> **Instructions for the task**
Copy out the post on handwritten digit classification below, word for word and in full.

> **Passage to read**
Handwritten digit classification using K-nearest neighbors algorithm

2017-04-11
Taha Emara

Machine Learning

Introduction

One of the most important aims of machine learning is to classify data into classes. For example, classifying an email to be spam or ham, a tumor is a malignant or benign, or classifying handwritten digits into one of the 10 classes.

K-Nearest Neighbors

In a nutshell, Suppose we have N training objects each of them represented by a vector "x" and a label "c" to classify a new object x_newwith K-nearest neighbors we find the K training points that are close to x_new and then assign "c" to the majority class amongst these neighbors.

For instance, Stars and diamonds donate training points and X1_new and X2_new donate testing points. When choosing K=3, X1_new will be assigned to the star class and X2_new will be assigned to the diamond class.

I will explain using an exercise from Bayesian Reasoning and Machine Learning book chapter 14: from here.

Referring expression grounding data
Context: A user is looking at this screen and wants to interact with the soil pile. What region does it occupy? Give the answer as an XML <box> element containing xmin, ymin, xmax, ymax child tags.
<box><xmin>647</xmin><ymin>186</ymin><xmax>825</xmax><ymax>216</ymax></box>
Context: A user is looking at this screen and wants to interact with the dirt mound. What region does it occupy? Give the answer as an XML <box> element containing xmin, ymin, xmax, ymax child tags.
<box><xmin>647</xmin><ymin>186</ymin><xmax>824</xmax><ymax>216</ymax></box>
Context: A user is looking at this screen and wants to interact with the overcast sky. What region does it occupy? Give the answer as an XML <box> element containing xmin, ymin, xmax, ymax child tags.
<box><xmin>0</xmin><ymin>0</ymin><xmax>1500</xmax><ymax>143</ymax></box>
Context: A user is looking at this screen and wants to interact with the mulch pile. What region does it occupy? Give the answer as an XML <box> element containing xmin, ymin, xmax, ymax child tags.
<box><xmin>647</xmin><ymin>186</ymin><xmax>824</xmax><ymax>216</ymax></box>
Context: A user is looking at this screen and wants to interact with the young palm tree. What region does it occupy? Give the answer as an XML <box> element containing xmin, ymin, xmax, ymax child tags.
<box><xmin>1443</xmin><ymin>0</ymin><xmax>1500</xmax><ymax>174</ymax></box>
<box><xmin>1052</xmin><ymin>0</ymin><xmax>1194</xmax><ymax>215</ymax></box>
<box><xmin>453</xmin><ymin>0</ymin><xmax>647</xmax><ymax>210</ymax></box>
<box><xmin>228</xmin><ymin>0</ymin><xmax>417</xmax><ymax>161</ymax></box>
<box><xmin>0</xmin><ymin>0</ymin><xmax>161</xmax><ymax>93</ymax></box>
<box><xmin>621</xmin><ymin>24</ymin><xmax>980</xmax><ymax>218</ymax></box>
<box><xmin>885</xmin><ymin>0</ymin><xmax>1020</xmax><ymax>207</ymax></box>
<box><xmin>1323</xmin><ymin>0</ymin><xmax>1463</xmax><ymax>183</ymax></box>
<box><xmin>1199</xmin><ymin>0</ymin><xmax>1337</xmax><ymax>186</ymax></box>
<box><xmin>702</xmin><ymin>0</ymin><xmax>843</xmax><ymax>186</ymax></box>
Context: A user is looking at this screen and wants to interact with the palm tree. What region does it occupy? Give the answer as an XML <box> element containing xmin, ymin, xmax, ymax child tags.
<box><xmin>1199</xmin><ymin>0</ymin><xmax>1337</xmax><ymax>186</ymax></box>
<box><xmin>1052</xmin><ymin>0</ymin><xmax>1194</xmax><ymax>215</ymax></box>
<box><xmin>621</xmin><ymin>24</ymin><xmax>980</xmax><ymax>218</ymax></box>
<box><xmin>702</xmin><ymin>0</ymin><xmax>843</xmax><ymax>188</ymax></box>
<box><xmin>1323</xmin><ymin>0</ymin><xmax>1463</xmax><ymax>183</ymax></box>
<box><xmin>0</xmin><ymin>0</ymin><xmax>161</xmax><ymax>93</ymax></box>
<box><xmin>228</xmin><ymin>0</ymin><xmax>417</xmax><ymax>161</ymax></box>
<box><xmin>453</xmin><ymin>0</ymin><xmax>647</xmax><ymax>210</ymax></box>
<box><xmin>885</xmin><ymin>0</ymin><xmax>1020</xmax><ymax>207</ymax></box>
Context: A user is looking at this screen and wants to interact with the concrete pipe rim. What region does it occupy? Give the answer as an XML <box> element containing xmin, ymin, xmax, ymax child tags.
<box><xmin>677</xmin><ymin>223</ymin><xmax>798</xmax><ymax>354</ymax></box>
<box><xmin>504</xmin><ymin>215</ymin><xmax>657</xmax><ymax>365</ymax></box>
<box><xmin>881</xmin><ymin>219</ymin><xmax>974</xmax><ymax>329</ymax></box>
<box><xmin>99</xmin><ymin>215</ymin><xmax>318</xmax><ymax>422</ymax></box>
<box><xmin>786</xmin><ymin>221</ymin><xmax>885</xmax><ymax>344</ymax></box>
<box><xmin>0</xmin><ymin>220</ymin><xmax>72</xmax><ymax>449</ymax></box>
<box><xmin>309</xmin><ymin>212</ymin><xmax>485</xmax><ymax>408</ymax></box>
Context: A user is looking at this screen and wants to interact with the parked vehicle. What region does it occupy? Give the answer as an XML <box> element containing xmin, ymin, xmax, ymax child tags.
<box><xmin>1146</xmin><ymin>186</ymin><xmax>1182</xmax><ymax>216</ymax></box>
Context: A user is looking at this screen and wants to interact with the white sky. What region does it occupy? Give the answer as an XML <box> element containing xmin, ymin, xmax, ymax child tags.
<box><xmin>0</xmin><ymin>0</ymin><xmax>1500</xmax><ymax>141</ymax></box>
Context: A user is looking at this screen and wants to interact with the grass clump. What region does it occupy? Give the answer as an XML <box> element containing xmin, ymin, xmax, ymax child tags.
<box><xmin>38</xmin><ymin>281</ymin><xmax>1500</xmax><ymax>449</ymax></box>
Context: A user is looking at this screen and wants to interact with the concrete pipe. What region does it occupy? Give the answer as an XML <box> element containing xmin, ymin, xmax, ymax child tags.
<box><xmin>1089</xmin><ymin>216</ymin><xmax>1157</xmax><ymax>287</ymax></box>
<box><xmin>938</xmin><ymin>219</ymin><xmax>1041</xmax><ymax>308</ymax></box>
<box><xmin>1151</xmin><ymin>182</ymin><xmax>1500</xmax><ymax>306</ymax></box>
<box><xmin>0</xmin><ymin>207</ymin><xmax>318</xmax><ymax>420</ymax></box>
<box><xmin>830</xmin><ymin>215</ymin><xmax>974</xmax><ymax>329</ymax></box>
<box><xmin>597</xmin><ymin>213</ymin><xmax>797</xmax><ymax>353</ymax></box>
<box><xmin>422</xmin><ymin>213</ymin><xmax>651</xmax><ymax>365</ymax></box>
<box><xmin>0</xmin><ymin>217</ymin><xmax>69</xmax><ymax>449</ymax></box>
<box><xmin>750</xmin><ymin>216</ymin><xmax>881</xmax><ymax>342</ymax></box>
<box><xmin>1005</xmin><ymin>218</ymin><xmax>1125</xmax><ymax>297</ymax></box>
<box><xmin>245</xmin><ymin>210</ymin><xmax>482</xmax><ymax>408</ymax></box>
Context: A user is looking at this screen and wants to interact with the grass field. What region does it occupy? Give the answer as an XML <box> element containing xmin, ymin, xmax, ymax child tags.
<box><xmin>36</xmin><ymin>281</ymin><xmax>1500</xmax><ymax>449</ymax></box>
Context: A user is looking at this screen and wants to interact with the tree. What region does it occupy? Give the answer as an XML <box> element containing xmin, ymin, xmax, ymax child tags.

> **Result of the task**
Handwritten digit classification using K-nearest neighbors algorithm

2017-04-11
Taha Emara

Machine Learning

Introduction

One of the most important aims of machine learning is to classify data into classes. For example, classifying an email to be spam or ham, a tumor is a malignant or benign, or classifying handwritten digits into one of the 10 classes.

K-Nearest Neighbors

In a nutshell, Suppose we have N training objects each of them represented by a vector "x" and a label "c" to classify a new object x_newwith K-nearest neighbors we find the K training points that are close to x_new and then assign "c" to the majority class amongst these neighbors.

For instance, Stars and diamonds donate training points and X1_new and X2_new donate testing points. When choosing K=3, X1_new will be assigned to the star class and X2_new will be assigned to the diamond class.

I will explain using an exercise from Bayesian Reasoning and Machine Learning book chapter 14: from here.